Remote Monitoring a Meshtastic Repeater
A repeater deployed on a hilltop or building rooftop is useless to the community if failures go undetected for days. Effective remote monitoring lets you catch power issues, firmware hangs, and hardware faults before users notice. This page covers the monitoring stack - from MQTT uplink through time-series dashboards to alerting - and the procedures for restarting a stuck node remotely.
This MQTT/Telegraf/Grafana stack is an advanced, optional setup. If you just want a quick health check, the simple in-app telemetry view (battery, channel utilisation, last heard) in the Meshtastic app is the recommended starting point for most operators.
Important caveat - this monitoring path depends on internet connectivity at the repeater. The entire stack relies on the repeater reaching an MQTT broker over Wi-Fi/internet. During grid-down or internet-outage events - exactly the scenarios mesh emergency comms is built for - MQTT monitoring will be blind, and you lose visibility precisely when it matters most. Do not rely on MQTT/Grafana as your sole health check for incident readiness; maintain an over-the-mesh (LoRa) status check or a local/RF heartbeat that does not require internet.

— Dataset content —
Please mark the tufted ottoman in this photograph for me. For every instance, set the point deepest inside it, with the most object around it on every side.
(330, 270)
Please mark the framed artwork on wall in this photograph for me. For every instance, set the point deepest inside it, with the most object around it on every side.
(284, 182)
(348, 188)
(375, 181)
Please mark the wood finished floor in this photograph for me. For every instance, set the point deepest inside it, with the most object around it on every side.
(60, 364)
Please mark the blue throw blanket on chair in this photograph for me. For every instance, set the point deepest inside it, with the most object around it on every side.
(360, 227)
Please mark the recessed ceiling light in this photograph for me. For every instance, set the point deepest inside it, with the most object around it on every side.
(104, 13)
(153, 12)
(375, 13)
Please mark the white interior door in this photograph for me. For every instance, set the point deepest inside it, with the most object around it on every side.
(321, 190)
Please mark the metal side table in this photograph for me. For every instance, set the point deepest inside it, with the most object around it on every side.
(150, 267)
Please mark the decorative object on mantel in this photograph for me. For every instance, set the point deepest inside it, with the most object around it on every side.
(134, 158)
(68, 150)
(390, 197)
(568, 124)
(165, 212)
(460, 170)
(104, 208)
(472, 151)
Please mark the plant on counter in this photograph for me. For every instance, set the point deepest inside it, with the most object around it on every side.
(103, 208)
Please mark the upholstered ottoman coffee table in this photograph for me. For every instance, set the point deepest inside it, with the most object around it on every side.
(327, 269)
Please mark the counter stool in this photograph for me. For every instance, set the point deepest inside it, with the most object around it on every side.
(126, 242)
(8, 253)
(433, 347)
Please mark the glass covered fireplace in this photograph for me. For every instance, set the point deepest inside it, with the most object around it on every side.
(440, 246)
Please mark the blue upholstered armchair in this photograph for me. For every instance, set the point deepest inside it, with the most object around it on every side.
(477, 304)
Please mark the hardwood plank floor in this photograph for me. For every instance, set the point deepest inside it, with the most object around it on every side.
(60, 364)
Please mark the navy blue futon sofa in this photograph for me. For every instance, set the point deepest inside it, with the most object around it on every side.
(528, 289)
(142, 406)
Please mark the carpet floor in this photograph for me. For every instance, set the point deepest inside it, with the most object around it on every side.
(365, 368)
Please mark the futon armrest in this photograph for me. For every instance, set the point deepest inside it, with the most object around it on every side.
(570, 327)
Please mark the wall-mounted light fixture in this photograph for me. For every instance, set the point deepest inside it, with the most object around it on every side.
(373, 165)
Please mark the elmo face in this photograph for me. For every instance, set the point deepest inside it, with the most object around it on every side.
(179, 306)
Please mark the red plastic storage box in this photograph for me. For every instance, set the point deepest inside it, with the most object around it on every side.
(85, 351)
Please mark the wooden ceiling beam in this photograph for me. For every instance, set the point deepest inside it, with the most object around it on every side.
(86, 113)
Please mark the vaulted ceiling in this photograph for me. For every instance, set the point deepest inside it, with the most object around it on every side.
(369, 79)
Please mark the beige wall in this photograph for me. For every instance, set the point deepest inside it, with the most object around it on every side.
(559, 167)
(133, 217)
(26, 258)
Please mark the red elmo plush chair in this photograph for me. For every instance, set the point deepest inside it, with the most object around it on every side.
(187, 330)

— Work required —
Can you print the passage of the repeater monitoring page above, word for word, from "Remote Monitoring a" up to and including "stuck node remotely."?

— Written solution —
Remote Monitoring a Meshtastic Repeater
A repeater deployed on a hilltop or building rooftop is useless to the community if failures go undetected for days. Effective remote monitoring lets you catch power issues, firmware hangs, and hardware faults before users notice. This page covers the monitoring stack - from MQTT uplink through time-series dashboards to alerting - and the procedures for restarting a stuck node remotely.